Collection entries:
[Start of section]

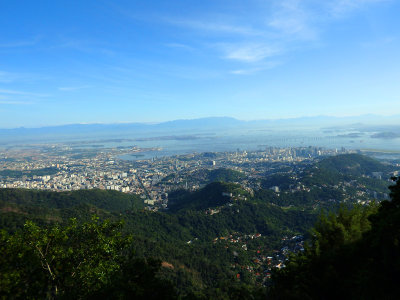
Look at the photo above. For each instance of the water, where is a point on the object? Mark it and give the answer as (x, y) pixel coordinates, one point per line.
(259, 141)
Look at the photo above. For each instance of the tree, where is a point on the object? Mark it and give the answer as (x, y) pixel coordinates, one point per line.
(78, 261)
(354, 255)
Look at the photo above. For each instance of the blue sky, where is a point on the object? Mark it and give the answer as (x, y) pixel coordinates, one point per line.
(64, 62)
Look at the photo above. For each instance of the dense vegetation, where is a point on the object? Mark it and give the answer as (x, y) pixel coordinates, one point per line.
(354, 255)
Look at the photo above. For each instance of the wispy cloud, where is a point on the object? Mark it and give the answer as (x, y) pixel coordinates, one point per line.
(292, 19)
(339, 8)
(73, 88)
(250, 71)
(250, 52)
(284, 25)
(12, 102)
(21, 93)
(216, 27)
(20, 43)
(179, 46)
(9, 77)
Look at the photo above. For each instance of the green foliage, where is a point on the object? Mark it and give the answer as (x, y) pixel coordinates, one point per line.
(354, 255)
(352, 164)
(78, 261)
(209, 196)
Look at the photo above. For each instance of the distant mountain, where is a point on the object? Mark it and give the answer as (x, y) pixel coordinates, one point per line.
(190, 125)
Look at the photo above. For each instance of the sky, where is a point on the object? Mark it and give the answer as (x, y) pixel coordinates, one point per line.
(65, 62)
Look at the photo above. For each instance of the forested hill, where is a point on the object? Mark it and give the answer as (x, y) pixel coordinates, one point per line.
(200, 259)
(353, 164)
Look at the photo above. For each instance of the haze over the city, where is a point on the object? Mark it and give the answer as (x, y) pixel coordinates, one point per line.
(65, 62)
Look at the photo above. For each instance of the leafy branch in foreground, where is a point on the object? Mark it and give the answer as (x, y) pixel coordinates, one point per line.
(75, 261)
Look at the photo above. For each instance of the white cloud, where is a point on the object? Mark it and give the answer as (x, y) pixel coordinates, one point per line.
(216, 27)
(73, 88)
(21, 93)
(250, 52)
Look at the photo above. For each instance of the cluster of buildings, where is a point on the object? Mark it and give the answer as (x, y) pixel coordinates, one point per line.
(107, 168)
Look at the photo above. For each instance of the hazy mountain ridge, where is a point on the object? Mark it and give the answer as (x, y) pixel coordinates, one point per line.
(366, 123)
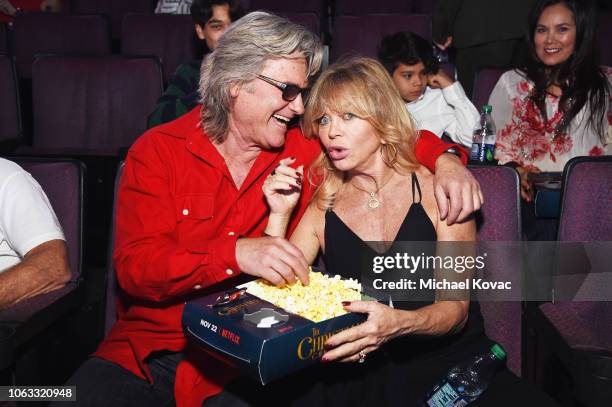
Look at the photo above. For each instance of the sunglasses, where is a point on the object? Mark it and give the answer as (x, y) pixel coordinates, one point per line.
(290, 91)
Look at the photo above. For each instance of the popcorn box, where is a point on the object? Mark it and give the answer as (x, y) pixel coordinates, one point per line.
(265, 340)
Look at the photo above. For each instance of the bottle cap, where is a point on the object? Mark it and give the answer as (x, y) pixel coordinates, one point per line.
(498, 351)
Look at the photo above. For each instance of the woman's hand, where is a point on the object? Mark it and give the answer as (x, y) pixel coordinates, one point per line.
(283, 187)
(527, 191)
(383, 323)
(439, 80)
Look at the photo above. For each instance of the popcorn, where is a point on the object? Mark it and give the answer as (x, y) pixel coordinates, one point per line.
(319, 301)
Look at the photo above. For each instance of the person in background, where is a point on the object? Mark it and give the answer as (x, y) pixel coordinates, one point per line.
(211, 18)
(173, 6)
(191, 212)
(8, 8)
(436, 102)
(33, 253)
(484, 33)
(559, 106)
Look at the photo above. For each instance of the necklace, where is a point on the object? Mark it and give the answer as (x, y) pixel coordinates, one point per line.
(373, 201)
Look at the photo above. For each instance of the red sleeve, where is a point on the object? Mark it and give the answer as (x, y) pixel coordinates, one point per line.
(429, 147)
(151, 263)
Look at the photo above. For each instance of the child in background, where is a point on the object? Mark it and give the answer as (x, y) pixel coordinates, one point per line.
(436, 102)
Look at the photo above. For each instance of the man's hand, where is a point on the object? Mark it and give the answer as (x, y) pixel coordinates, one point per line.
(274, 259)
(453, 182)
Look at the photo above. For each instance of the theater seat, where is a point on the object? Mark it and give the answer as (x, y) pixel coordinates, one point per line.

[End of section]

The task calls for all records to be set down precisely, excluding any images.

> **Expected answer**:
Look at the photo above. For each instance of the water, where is a point on the object? Mark it and give the answer as (x, y) pixel coordinates, one point per line.
(259, 141)
Look at the photo above. For each instance of the tree, where is a point on the object? Mark it and give the answer as (x, y) pixel coordinates, one point per line.
(78, 261)
(354, 255)
Look at the photo above. For each instance of the blue sky, where is a point on the object? Mark it and give the answer as (x, y) pixel coordinates, one point per line.
(64, 62)
Look at the photo above. For each instance of the dense vegetation, where is a point on the object? Mark it and give the answer as (x, y) pixel coordinates, one point per line.
(354, 255)
Look at the photo above. For each instance of the wispy cloud, where is a point on the object? Mark it and give the answer as (x, y) pixel coordinates, one point per line.
(292, 19)
(339, 8)
(73, 88)
(250, 71)
(250, 52)
(284, 25)
(12, 102)
(21, 93)
(216, 27)
(20, 43)
(179, 46)
(9, 77)
Look at the photo above. For each instance of the green foliage, where is a point on the object? Mark it and give the answer as (x, y) pixel coordinates, one point per line.
(354, 255)
(352, 164)
(78, 261)
(209, 196)
Look at the photo above. For each instance of the distant mountain, where is a point on the object? Mark it and give the answer as (x, y) pixel coordinates, one point per line.
(190, 125)
Look at the photo above. For each instance of the sky, where is a point on the object? Mark it and give the answer as (x, y) pixel coordinates, one point per line.
(65, 62)
Look at the photo above. For each instance of the forested hill, where is a point on the object? Mark it and give the answer as (x, y) pixel coordinates, one point per line.
(200, 259)
(353, 164)
Look at the photo above. For each instance of the haze over the city, where is a point on the object? Mark it and give the answer as (x, y) pixel coordinates, one point per line.
(65, 62)
Look at the photo above. For each instance of the leafy branch in foreground, where is a point on the object? Mark it and give the answer as (x, y) pixel coordinates, one point per line.
(75, 261)
Look at the photo above. For each instance of the white cloud, where is a point on the object? Mark it and give the answer as (x, y) pixel coordinates, one point per line.
(216, 27)
(73, 88)
(21, 93)
(250, 52)
Look at the photo above. For each instance of the cluster of buildings, where is a point on the object? Mark it and give the answer as (x, y) pixel coordinates, one point per line.
(107, 168)
Look at the photo above. For each instance of the hazy mountain ridge, where is a point on the object? Mark it and give the answer as (x, y) pixel coordinates, one point per line.
(366, 123)
Look at the photo above. For each instance of the sunglasses, where is a point on the object? Mark it and give the answer as (x, y) pixel coordinates, one point per line.
(290, 91)
Look at the photo above. For each instance of the popcorn box, where is a point on the object? Mark it and give the answer as (x, y) pixel coordinates, one point per line.
(265, 340)
Look at the photo above. For each instance of the bottle cap, where is a point on the object? Mark it and give the answer as (x, y) pixel coordinates, one point per line.
(498, 351)
Look at the photo above. For each instance of the woman's hand, where is a point on the object? Mark it and give the answer as (x, y) pixel coordinates, one point per line.
(283, 187)
(527, 191)
(383, 323)
(439, 80)
Look at the photo above. For each instance of the popcorn, where is a point on the object? Mark it and give the answer as (x, y) pixel coordinates, one point per line.
(319, 301)
Look at the photo above. For each instance of the person in background, where is a point on the object? Mark it and give the answer as (x, y) pixel coordinates, one point per line.
(211, 18)
(173, 6)
(191, 212)
(8, 8)
(436, 102)
(33, 253)
(484, 33)
(559, 106)
Look at the photo above. For each instance of the necklace, where is a point on the object? Mark it and give the answer as (x, y) pixel coordinates, one point per line.
(373, 201)
Look at the photo above. For each instance of the red sleeve, where is a point on the object? Mark it and give the answer as (x, y) pixel coordinates, one point per line.
(429, 147)
(151, 263)
Look at the photo above. For each instance of the child in background, where is a point on the object? Mark it and give the answer as (x, y) pixel coordinates, one point per line.
(436, 102)
Look at the photo above. For each instance of the man's hand, where is a point on the object? Mark it and give the answer as (x, y) pixel coordinates, one point per line.
(274, 259)
(453, 182)
Look at the photo above. For each instance of the theater seat, where is a point on the object? Mark it and give the answer as (x, y) pixel coordinates, one point per line.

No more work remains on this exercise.